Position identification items
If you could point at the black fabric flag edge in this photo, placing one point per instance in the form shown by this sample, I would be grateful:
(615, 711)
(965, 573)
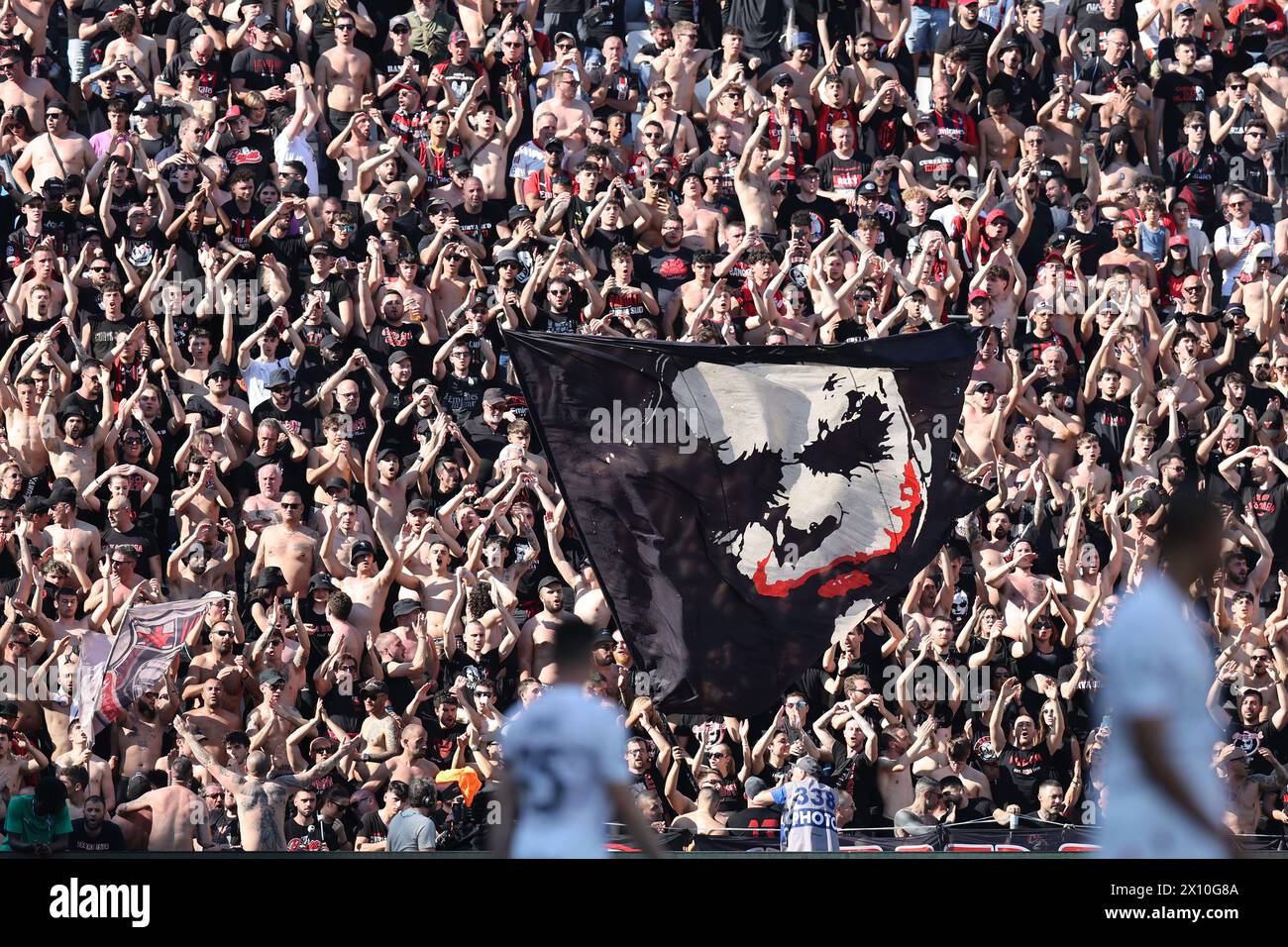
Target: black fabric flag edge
(664, 505)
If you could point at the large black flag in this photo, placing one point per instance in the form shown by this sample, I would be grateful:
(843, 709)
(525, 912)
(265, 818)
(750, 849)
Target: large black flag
(741, 502)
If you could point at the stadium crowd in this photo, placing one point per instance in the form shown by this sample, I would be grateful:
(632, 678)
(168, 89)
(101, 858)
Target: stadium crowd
(261, 261)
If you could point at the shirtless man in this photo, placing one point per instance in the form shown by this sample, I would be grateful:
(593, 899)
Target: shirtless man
(487, 142)
(213, 720)
(386, 483)
(700, 218)
(172, 806)
(21, 90)
(81, 754)
(983, 420)
(407, 766)
(219, 664)
(262, 801)
(138, 736)
(133, 47)
(343, 75)
(1019, 589)
(273, 719)
(16, 770)
(751, 178)
(1000, 134)
(898, 753)
(677, 128)
(335, 458)
(53, 155)
(205, 497)
(75, 454)
(369, 585)
(681, 67)
(71, 539)
(290, 547)
(22, 424)
(1089, 474)
(1271, 88)
(571, 114)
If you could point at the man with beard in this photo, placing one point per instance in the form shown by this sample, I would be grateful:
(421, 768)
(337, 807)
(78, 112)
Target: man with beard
(288, 545)
(273, 719)
(93, 832)
(1239, 237)
(1194, 170)
(124, 531)
(1126, 254)
(1262, 492)
(172, 828)
(1157, 667)
(965, 31)
(219, 664)
(75, 453)
(137, 737)
(192, 570)
(407, 766)
(262, 801)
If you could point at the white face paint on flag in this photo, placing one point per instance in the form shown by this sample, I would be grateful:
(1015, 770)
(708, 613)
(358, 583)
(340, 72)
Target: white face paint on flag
(841, 436)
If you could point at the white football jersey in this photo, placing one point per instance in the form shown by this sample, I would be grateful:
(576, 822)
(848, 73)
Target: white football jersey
(563, 751)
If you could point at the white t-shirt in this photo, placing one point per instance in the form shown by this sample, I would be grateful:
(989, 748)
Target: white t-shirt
(1154, 664)
(1229, 236)
(297, 150)
(257, 377)
(563, 753)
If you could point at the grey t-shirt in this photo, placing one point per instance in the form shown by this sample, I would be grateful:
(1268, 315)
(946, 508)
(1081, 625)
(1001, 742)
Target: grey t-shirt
(410, 831)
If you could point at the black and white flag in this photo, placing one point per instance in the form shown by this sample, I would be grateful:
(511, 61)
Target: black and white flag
(742, 502)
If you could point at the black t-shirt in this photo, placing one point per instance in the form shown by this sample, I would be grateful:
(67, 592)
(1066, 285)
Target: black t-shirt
(665, 270)
(1180, 95)
(310, 836)
(108, 839)
(143, 544)
(1082, 714)
(1109, 421)
(1021, 772)
(373, 827)
(756, 823)
(256, 154)
(442, 741)
(1267, 506)
(977, 43)
(261, 68)
(463, 395)
(476, 671)
(1250, 740)
(836, 172)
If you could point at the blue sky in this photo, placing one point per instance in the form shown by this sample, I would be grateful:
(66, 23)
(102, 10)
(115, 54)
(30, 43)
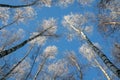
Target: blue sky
(62, 43)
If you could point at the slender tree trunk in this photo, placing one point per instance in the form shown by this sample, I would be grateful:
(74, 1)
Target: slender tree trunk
(33, 63)
(104, 58)
(104, 72)
(40, 68)
(13, 49)
(5, 76)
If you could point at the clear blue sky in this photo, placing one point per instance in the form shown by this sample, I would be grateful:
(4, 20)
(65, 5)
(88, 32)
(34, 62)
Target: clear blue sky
(62, 43)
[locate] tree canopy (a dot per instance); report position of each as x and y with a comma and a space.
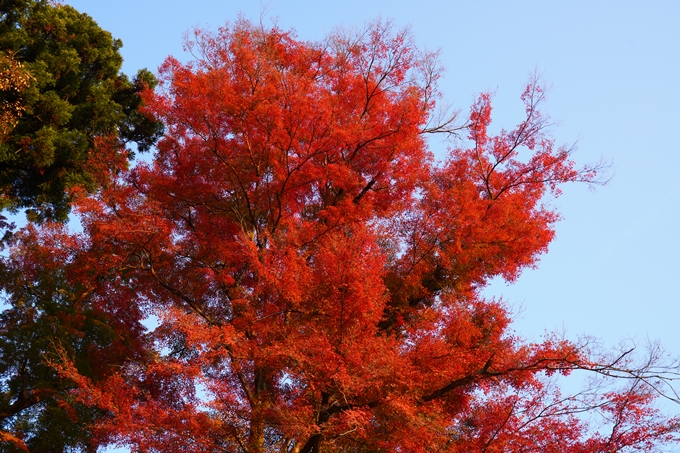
314, 271
71, 99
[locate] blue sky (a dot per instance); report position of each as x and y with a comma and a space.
613, 269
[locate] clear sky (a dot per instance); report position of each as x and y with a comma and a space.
613, 270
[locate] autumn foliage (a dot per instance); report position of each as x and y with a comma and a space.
316, 273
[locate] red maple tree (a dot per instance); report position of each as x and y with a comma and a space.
316, 273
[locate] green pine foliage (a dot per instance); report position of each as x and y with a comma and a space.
76, 94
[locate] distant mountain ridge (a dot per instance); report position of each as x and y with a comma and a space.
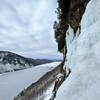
12, 62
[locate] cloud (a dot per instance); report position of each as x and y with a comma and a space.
26, 27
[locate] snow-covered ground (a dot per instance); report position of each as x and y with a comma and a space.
84, 59
12, 83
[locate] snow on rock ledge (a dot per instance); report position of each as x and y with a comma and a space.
84, 59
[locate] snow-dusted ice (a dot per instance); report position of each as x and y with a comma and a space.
84, 59
12, 83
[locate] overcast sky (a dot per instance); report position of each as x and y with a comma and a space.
26, 27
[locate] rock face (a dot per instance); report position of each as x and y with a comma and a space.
69, 13
13, 62
83, 57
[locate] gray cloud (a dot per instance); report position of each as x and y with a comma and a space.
26, 27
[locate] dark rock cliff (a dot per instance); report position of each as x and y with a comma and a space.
69, 13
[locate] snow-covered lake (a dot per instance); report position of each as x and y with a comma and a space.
13, 83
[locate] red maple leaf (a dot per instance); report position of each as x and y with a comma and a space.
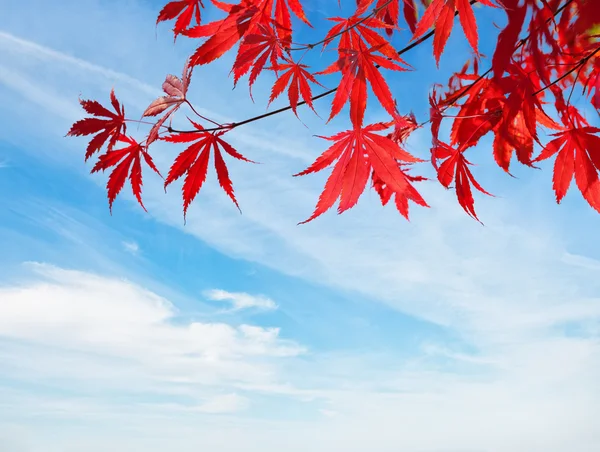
454, 168
577, 150
193, 162
176, 91
358, 66
127, 163
185, 9
359, 153
256, 49
112, 127
441, 13
296, 75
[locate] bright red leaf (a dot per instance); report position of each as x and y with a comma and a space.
185, 9
127, 164
361, 152
193, 162
109, 129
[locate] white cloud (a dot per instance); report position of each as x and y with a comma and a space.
98, 321
131, 247
511, 290
241, 300
228, 403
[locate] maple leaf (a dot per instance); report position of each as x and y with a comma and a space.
225, 33
358, 66
127, 164
193, 162
112, 127
185, 9
359, 152
577, 150
296, 75
400, 198
441, 13
176, 91
509, 36
454, 168
593, 84
255, 50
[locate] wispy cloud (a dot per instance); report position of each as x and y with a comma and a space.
80, 314
241, 300
131, 247
516, 294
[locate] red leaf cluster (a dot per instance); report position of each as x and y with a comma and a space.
545, 50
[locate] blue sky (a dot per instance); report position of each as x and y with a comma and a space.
133, 332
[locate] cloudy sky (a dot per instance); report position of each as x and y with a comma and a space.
135, 332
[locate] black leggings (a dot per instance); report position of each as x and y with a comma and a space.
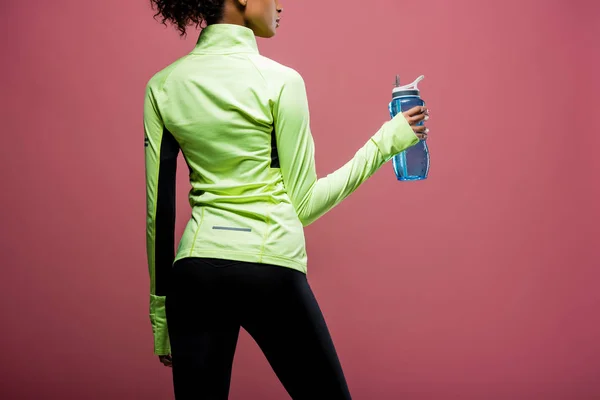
210, 299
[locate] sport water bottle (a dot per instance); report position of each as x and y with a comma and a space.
413, 163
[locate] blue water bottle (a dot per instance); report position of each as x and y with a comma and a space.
413, 163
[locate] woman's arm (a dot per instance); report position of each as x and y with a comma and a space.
313, 197
161, 152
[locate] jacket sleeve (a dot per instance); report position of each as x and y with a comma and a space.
313, 197
161, 152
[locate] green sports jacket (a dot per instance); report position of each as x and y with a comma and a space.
241, 121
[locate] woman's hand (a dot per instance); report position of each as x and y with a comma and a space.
166, 360
416, 115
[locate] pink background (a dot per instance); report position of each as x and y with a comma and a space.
479, 283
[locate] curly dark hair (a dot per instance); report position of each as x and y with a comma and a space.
183, 13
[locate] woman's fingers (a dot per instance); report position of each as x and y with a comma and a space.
415, 111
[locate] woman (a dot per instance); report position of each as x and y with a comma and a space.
242, 123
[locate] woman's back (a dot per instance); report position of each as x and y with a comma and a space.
217, 105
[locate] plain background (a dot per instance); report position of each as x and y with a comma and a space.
478, 283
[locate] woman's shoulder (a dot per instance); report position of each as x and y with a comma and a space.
274, 69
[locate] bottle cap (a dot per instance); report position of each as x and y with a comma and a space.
411, 89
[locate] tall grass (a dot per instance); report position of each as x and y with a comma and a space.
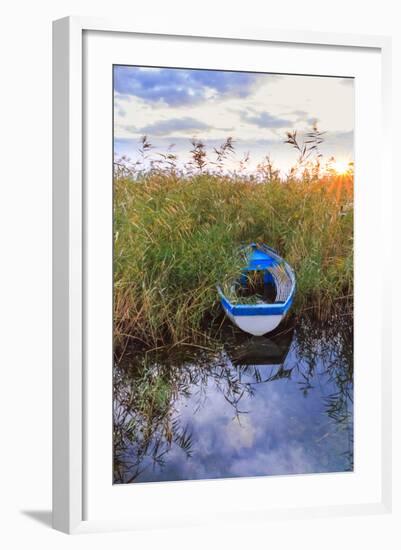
177, 233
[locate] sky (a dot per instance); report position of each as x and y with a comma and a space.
173, 106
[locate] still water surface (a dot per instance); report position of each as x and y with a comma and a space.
256, 407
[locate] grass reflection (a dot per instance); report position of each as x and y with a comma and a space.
149, 388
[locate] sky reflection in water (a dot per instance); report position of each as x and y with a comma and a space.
252, 419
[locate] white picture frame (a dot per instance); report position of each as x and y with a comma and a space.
70, 257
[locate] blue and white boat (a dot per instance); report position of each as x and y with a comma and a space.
272, 305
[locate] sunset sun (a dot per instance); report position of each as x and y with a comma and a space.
341, 166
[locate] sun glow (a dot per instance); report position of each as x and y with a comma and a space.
341, 166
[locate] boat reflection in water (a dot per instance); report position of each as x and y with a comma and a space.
272, 405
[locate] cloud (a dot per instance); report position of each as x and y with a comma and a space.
266, 120
178, 87
166, 127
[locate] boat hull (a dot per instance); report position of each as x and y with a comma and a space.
257, 325
264, 316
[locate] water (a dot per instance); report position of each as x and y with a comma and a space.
255, 407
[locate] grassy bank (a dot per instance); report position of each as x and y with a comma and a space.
177, 235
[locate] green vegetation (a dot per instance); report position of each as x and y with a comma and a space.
177, 234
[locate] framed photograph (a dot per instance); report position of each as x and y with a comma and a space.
219, 266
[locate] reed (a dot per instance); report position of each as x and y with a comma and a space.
177, 233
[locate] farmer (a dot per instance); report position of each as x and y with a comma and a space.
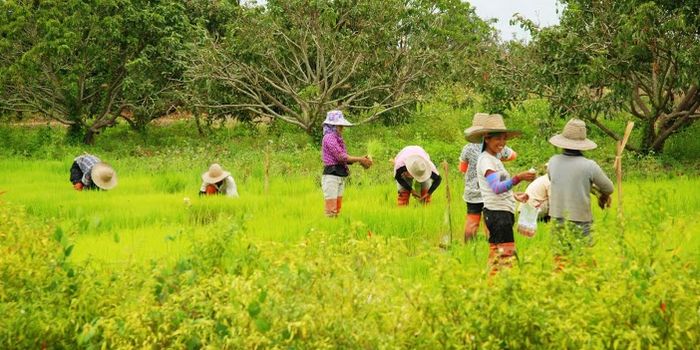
495, 185
413, 163
335, 161
218, 181
572, 176
89, 172
472, 194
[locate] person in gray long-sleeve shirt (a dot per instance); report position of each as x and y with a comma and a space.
572, 176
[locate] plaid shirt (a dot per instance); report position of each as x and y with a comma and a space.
86, 162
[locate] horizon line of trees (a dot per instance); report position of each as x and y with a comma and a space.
88, 63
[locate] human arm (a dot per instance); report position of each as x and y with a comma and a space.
507, 154
437, 179
402, 181
600, 180
498, 186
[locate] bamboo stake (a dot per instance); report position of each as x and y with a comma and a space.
267, 168
618, 166
446, 176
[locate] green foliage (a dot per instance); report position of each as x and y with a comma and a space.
83, 63
607, 57
295, 60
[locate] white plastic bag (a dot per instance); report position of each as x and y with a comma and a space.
527, 220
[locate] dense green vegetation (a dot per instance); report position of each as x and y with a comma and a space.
137, 266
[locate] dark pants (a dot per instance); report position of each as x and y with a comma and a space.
500, 224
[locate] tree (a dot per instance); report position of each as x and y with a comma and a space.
640, 57
296, 59
84, 63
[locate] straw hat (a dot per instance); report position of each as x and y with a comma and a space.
477, 123
418, 167
335, 117
573, 137
491, 124
215, 174
103, 176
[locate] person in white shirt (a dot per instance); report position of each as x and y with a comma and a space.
218, 181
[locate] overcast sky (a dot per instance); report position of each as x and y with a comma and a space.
542, 12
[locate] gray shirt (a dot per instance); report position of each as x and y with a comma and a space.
570, 190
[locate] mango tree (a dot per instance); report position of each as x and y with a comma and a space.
294, 60
607, 57
86, 63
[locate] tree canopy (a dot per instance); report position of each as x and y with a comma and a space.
294, 60
606, 57
84, 63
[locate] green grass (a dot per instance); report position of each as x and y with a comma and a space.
139, 267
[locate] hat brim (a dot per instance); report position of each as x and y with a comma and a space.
470, 130
580, 145
105, 185
477, 136
426, 163
212, 180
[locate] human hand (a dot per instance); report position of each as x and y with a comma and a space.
527, 175
366, 162
521, 197
604, 201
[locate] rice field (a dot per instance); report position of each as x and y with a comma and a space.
152, 264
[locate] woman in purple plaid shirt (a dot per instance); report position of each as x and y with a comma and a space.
335, 161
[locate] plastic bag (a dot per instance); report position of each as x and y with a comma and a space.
527, 220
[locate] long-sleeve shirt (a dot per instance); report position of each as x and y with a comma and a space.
469, 157
227, 187
570, 190
398, 175
85, 164
333, 150
495, 200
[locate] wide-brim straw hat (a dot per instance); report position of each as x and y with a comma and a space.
573, 137
103, 176
335, 117
493, 123
215, 174
477, 123
418, 167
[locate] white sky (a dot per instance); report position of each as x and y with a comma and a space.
542, 12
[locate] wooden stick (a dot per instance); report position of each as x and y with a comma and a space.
618, 165
267, 168
446, 176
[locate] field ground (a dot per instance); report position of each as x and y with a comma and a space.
140, 267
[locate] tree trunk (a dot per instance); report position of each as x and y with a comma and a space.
89, 138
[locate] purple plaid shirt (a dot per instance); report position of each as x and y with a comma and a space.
333, 149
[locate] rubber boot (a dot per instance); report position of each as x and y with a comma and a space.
331, 208
404, 196
471, 226
501, 255
424, 192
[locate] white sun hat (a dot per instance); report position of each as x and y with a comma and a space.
493, 123
215, 174
103, 176
418, 167
573, 137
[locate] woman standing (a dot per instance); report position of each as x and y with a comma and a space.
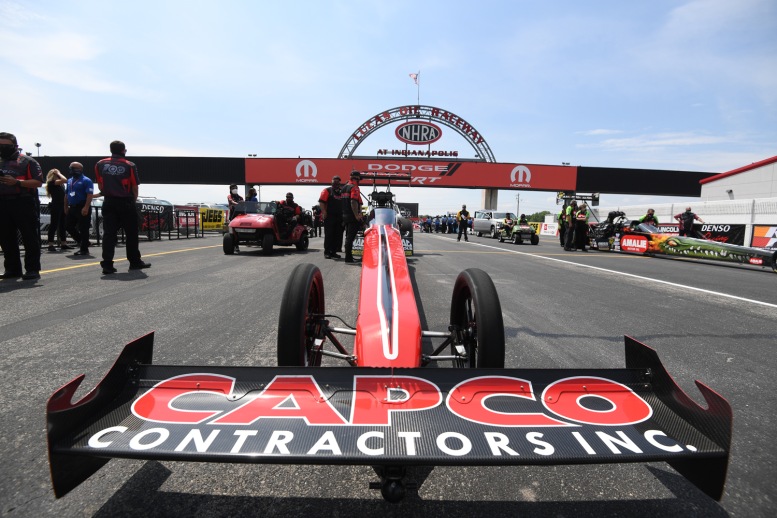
54, 190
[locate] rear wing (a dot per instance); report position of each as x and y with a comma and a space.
385, 417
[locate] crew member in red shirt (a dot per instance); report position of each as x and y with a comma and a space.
118, 180
352, 213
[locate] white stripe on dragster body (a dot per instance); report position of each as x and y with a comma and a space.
389, 336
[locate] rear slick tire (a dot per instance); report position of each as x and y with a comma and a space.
475, 308
303, 298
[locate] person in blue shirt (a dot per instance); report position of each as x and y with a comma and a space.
78, 206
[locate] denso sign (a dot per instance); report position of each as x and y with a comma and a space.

Exercise details
Begin at the line that has "[locate] tree trunk" and stop after the last of the items, writing those lines out again with their requests and shifting every coordinate number up by 26. Omit the pictures.

Solution
[locate] tree trunk (a dot per instance); report position of each as x and y with a comma and a space.
115, 164
[locate] purple plaid shirt (a dot per instance); report position of each as x and y with a comma and a space.
359, 175
[locate] rubber boot (a dot per instance); report position of each as x and y with a comma and a space.
357, 234
430, 222
497, 252
527, 281
450, 218
[locate] white sun hat (a dot per instance); report position of each as x and y with a comma and a space.
519, 149
241, 200
129, 202
444, 193
599, 163
[locate] woman standing (a dot per instance); report position of each as x and y with a comma and a space.
80, 216
[locate] rear wing (a dot per instance); report position of each as x and y with a comma and a space.
411, 443
[locate] crew member in red shirt (a dot per instance); report position of each as x and y with a comma and a space.
144, 206
378, 239
[locate] white stripe on dragster body (a dot per instance); report position of each as x and y with a comma and a space.
415, 362
[locate] rear slick tire (a dot per instance); report position of each as x and y with a comma and a space.
501, 334
329, 324
[locate] person in blue shirt (a dot per instance); report position of each as x and y with a comma and a space.
104, 232
[locate] denso sign (a dot per instance); report position of each as x and y with a comma and a space.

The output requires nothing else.